- SELECTED TEXT:
DEV Community

Cover image for Ever wondered how cloud providers (PaaS) integrate with GitHub? I did.
Lucy Linder
Lucy Linder

Posted on • Originally published at blog.derlin.ch

Ever wondered how cloud providers (PaaS) integrate with GitHub? I did.

With GitHub standing out as the leading platform for hosting public code, most cloud providers offer dedicated features for deploying code hosted on GitHub. I have always used them without much thought. That is, until recently.

Dissecting their inner workings, I found various approaches, some better than others. This gave me a deeper understanding of the GitHub tools available, how they work, and, well... I found this fascinating and wanted to share! So here it is.


The contenders

Today, we look at Google Cloud Run, Azure Static Web Apps, and Heroku. They are not the sole cloud providers out there (not even the bests, check out divio 😉), but all three are relatively famous and have some sort of GitHub integration.

By GitHub integration, I mean the cloud provider has a dedicated process to link with a repository hosted on GitHub and provides additional services such as automatic deployments on push or preview apps on pull requests.

Google Cloud Run: all the power of GitHub Apps

From their landing page, Google Cloud Run allows you to:

Run frontend and backend services, batch jobs, deploy websites and applications, and queue processing workloads without the need to manage infrastructure.

I use Cloud Run to deploy my little rickroller app.

Overview

When setting up a new service in Cloud Run, you can choose to "continuously deploy revisions from a source repository". This supports BitBucket, Cloud Repositories, and of course, GitHub. When the latter is selected, here is what the wizard looks like:

Google Cloud Run GitHub integration overview

There are two steps here, let's break them down.

What is a GitHub App?

Cloud Run uses a GitHub App (called Google Cloud Build), which is a compelling concept. In short, GitHub Apps can act on your behalf, act on themselves (for example open issues), or act outside GitHub by reacting to events (via webhooks). Each App must declare the permissions it requires (e.g. only read repository contents), which determines the subset of API endpoints they can access.

Something fundamental is that GitHub Apps are installed at the organization level. An App just needs to exist to impersonate you, but it needs to be installed to act on its own. When installing the app in an organization, it is up to you to define the list of repositories it can act on (all, or a selected few).

The process

Back to Cloud Run. In the first step, Google tells you to authenticate. Here, it is using OAuth2 to retrieve an access token to act on your behalf. This token will have the permissions both you AND the app have (impersonation). It is important to note that currently, GitHub App user tokens are valid for 8 hours (with a refresh token valid for 6 months)! So don't forget to revoke access after setup.

Once authenticated, Google uses the token to ask the GitHub API about the installations of the GitHub App you have access to, and for each installation which repositories the installation can manage. This list is used to populate the second dropdown field.

The "manage connected repositories" redirects you to GitHub, where you can see your organizations and potentially install (or update the installation of) the App. After installing an app on an organization (and giving it access to some repos), Google updates the dropdown list displayed in the wizard.

Finally, once you select a repository in the list, Google saves somewhere the repository information and the corresponding installation ID of the App. With this, Google can authenticate as a GitHub App installation and start doing things. In this case, "doing things" is reacting to push events (via a webhook) to pull and redeploy your code on Cloud Run (and many other cool things that I won't list there). Its range of actions is limited by the set of permissions of the App.

- SUPPLIED ENTRIES:
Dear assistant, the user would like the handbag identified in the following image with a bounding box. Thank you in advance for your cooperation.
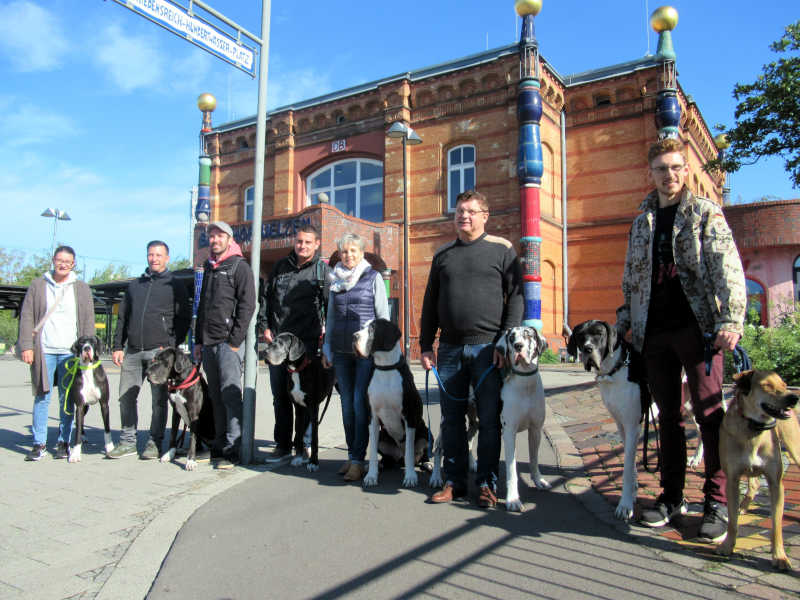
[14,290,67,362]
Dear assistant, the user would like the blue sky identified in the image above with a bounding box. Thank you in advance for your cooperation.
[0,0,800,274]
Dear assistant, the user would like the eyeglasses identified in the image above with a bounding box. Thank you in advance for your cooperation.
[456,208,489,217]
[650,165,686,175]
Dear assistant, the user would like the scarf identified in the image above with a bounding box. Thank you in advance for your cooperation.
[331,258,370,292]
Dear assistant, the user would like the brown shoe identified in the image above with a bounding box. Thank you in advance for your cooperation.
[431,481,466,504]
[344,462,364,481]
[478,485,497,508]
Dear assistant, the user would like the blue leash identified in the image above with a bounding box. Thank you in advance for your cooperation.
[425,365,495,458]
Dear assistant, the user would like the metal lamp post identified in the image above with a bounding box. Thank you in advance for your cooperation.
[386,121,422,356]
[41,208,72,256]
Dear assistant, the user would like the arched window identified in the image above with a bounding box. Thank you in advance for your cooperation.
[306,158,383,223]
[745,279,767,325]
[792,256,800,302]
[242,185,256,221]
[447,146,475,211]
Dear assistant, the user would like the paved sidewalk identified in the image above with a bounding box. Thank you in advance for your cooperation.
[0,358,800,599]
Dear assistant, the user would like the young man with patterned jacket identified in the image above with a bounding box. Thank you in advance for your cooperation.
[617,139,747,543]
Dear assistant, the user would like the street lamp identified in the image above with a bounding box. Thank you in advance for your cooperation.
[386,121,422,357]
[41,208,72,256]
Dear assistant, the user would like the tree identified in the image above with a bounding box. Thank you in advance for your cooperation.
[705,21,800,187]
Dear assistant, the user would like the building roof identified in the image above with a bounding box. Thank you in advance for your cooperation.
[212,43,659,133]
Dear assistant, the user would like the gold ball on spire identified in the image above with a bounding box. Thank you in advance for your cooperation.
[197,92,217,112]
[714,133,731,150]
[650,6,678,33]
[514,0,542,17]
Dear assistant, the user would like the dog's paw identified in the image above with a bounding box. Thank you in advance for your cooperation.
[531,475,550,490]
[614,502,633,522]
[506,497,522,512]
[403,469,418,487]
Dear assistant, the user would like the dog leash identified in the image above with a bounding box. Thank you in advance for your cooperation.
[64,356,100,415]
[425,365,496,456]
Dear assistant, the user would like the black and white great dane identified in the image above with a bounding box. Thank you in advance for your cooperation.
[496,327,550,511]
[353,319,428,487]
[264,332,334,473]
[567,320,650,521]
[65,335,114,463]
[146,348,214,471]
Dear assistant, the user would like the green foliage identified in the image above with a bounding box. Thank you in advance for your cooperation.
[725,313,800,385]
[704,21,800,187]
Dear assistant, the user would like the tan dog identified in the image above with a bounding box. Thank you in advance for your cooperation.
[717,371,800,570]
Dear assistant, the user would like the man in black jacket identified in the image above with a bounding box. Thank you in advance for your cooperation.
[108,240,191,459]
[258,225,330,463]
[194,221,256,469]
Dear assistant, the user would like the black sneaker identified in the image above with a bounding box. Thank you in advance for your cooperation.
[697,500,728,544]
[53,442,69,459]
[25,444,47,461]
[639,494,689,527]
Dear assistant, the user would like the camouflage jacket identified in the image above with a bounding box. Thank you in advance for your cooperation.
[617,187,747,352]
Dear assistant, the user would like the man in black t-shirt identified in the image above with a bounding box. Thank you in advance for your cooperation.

- TASKS TO PERFORM:
**A.** Name the cloud providers that the article on cloud providers' GitHub integration says it will examine.
**B.** Continue the article on cloud providers' GitHub integration from its last paragraph.

- SOLVED TASKS:
**A.** Google Cloud Run, Azure Static Web Apps, Heroku

**B.**
Wait... What?

Why all this complexity you ask? Let's break it down one more time:

  • Why the need for a user access token in the first step? A GitHub App can list all its installations, but cannot determine which of those you have access to.

  • Why the need to install the app in the second step (and not just use the user access token)? The user access token generated by a GitHub App has an expiration date. Google needs to perform actions without you being around to give your blessing. Only installations can request access tokens to act on themselves.

Analysis

The way Google Cloud Run works may seem overly complicated, but there is currently no easier way to associate a GitHub App with a specific repository on GitHub (except by asking the user to enter manually the name of the repo and the installation ID, which is not user-friendly). Once Google associates a GitHub App Installation ID to the repository, it has all the power a GitHub App entails: it can do anything, being only limited by its permissions (which can be updated). This is a very stable and future-proof way of integrating with GitHub.

Another advantage of GitHub Apps is that they act on their own. If they publish a comment on a pull request or do a push, you will see the name of the App as the author. This allows for easy monitoring.

A user is free to opt out at any point by deleting the GitHub App installation.

Azure Static Web Apps: reversing the responsibility

Azure Static Web Apps offers "static content hosting and dynamic scale for integrated serverless APIs".

Overview

Contrary to Google, which implements a "pull" mechanism, Azure went for the "push" approach, taking advantage of GitHub OAuth Apps and GitHub Actions.

Azure Static Web App Github integration process

What is a GitHub OAuth App?

Unlike GitHub Apps, you do not install OAuth Apps because they can only act on behalf of a user. They cannot act on themselves as GitHub Apps can. It is not possible to limit the set of repositories an OAuth app can access, only their permissions (e.g. read vs read/write), and their access tokens never expire. There is no reason to use OAuth Apps nowadays, but they were the first historically, thus many integrations still use them.

To know more, read Differences between GitHub Apps and OAuth apps (the GitHub documentation is amazing, btw).

What is a GitHub Actions workflow?

From the documentation,

A workflow is a configurable automated process that will run one or more [GitHub Actions] jobs. Workflows are defined by a YAML file checked in to your repository and will run when triggered by an event in your repository, or they can be triggered manually, or at a defined schedule.

To paraphrase, workflows allow running automated tasks on GitHub (using runners) to implement CI (Continuous Integration, such as running tests) and CD (Continuous Deployment, such as building and publishing a Docker image or deploying a package to NPM).

Gitlab and others also have CI/CD. What is specific to GitHub is the notion of GitHub Actions. A workflow is composed of jobs that have a list of steps. A step can be a shell script or a call to an action. Think of an action as a way of packing complex logic into a simple component that can be reused, thus extending GitHub capabilities. Public Actions are stored on public GitHub repositories and may be published to the MarketPlace.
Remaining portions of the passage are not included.